IGF1R staining of the cells was assessed according to both the intensity and the proportion of membrane staining (Fig. 1A–D) and was scored as follows: 0, membrane staining in less than 10% of constituent cells or no membrane staining; 1+, incomplete membrane staining that did not include the entire circumference of the membrane in 10% or more of the carcinoma cells; 2+, weak or moderate complete membrane staining along the entire circumference of the cell membrane in 10% or more of the carcinoma cells; and 3+, strong complete membrane staining along the entire circumference of the cell membrane in 10% or more of the carcinoma cells. Cases that were scored 2+ and 3+ were considered to have IGF1R overexpression.
Figure 1.

__Brief 1__. According to the IGF1R scoring passage, which scores counted as IGF1R overexpression?
__Brief 2__.
For each statement, say whether it agrees with the IGF1R scoring passage. Answer yes or no and quote the words from the passage that decide it.
(a) A score of 0 includes cases with no membrane staining.
(b) A score of 1+ requires staining along the entire circumference of the membrane.
(c) Staining was judged by intensity alone.
__Brief 3__. Rewrite the paragraph of the IGF1R scoring passage that begins "IGF1R staining of the cells" as a list, keeping its main facts.
The lines that come after the passage are not used here.

__Data supplied__.
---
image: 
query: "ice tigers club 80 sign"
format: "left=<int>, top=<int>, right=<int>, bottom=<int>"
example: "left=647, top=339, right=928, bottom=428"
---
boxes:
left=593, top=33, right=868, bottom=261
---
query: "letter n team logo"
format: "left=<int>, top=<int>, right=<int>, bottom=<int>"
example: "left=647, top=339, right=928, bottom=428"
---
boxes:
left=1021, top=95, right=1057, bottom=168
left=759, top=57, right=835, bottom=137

__Response 1__. Cases scored 2+ and 3+.

__Response 2__.
(a) Yes: "membrane staining in less than 10% of constituent cells or no membrane staining"
(b) No: "incomplete membrane staining that did not include the entire circumference of the membrane"
(c) No: "according to both the intensity and the proportion of membrane staining"

__Response 3__.
IGF1R membrane staining was scored by intensity and by the proportion of cells stained:
- 0: membrane staining in less than 10% of cells, or no membrane staining
- 1+: incomplete membrane staining, not covering the entire circumference, in 10% or more of carcinoma cells
- 2+: weak or moderate complete staining along the entire circumference in 10% or more of carcinoma cells
- 3+: strong complete staining along the entire circumference in 10% or more of carcinoma cells
- Scores of 2+ and 3+ were considered IGF1R overexpression.